──────── Page text ────────

Mental Health is a Spiritual and Religious Issue

More than a week after the Tucson shootings, it seems increasingly uncertain that the bloodshed will yield any kind of a turnaround in American life or public policy.

The people of Tucson are trying to build from tragedy the beginnings of a “civil discourse movement,” even as the “job-killing” health care repeal act makes its way to Congress and Sarah Palin cries “blood libel” rather than demonstrate the humility and capacity for self-examination that is a requisite of true leadership. Stricter gun control regulations? Slim chance. Improved mental health services? An impossibility in cash-strapped states like Arizona.

I’m sort of ashamed to admit it now, but in the first hours after the shooting, I went to the internet—then awash in conflicting reports about the fate of Gabrielle Giffords—with one question in mind: was the shooter, Jared Lee Loughner, a Mormon like me? In Arizona, where 6% of the population is LDS, it certainly seemed a possibility, even more so given the rumors that his rampage was fueled by anti-government sentiment tinged with Skousen-Beck flavor.

But upon reviewing his biography and YouTube videos I found no hints of LDS affiliation. Nor did it seem that the attack happened primarily for political motives.

No, it seemed clear to me that Loughner was mentally ill.

And that’s when my heart fell.

Since then, even as the dead have been buried and Gabrielle Giffords has made her remarkable recovery, I’ve been thinking about Jared Lee Loughner, reading about his descent as a young adult into what some experts have identified as paranoid schizophrenia. And I’ve been thinking about those New Testament scriptures where Jesus casts devils out of lunatics.

Which leads me to this: Mental health is a profound spiritual issue, just as appropriate and accessible health care for all forms of illness is a religious one. 

One in five families in this country face mental illness. Not only are resources for addressing mental health issues drastically limited in this country, but an incredible stigma surrounds its diagnosis and treatment. (God bless NBA player Ron Artest for doing his best to combat it.)

From the time I was a little girl well into my young adulthood, I had serious bouts with depression: even at ten years old, I was so sad, I wanted to die. I did not know how to talk about being so sad—few children do. But my faith gave me a great deal of comfort, and somehow I kept on moving until I came to a place in my life where I was able to get the help I needed.

────────

Please type out the full essay on mental health and faith word for word. The entries after this sentence have no connection to the essay.

──────── Extracted information ────────

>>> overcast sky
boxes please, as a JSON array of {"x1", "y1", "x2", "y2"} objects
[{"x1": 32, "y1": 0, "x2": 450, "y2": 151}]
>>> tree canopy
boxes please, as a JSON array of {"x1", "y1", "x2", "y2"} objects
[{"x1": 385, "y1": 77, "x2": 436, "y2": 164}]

────────

● **Exercise response**
Mental Health is a Spiritual and Religious Issue

More than a week after the Tucson shootings, it seems increasingly uncertain that the bloodshed will yield any kind of a turnaround in American life or public policy.

The people of Tucson are trying to build from tragedy the beginnings of a “civil discourse movement,” even as the “job-killing” health care repeal act makes its way to Congress and Sarah Palin cries “blood libel” rather than demonstrate the humility and capacity for self-examination that is a requisite of true leadership. Stricter gun control regulations? Slim chance. Improved mental health services? An impossibility in cash-strapped states like Arizona.

I’m sort of ashamed to admit it now, but in the first hours after the shooting, I went to the internet—then awash in conflicting reports about the fate of Gabrielle Giffords—with one question in mind: was the shooter, Jared Lee Loughner, a Mormon like me? In Arizona, where 6% of the population is LDS, it certainly seemed a possibility, even more so given the rumors that his rampage was fueled by anti-government sentiment tinged with Skousen-Beck flavor.

But upon reviewing his biography and YouTube videos I found no hints of LDS affiliation. Nor did it seem that the attack happened primarily for political motives.

No, it seemed clear to me that Loughner was mentally ill.

And that’s when my heart fell.

Since then, even as the dead have been buried and Gabrielle Giffords has made her remarkable recovery, I’ve been thinking about Jared Lee Loughner, reading about his descent as a young adult into what some experts have identified as paranoid schizophrenia. And I’ve been thinking about those New Testament scriptures where Jesus casts devils out of lunatics.

Which leads me to this: Mental health is a profound spiritual issue, just as appropriate and accessible health care for all forms of illness is a religious one. 

One in five families in this country face mental illness. Not only are resources for addressing mental health issues drastically limited in this country, but an incredible stigma surrounds its diagnosis and treatment. (God bless NBA player Ron Artest for doing his best to combat it.)

From the time I was a little girl well into my young adulthood, I had serious bouts with depression: even at ten years old, I was so sad, I wanted to die. I did not know how to talk about being so sad—few children do. But my faith gave me a great deal of comfort, and somehow I kept on moving until I came to a place in my life where I was able to get the help I needed.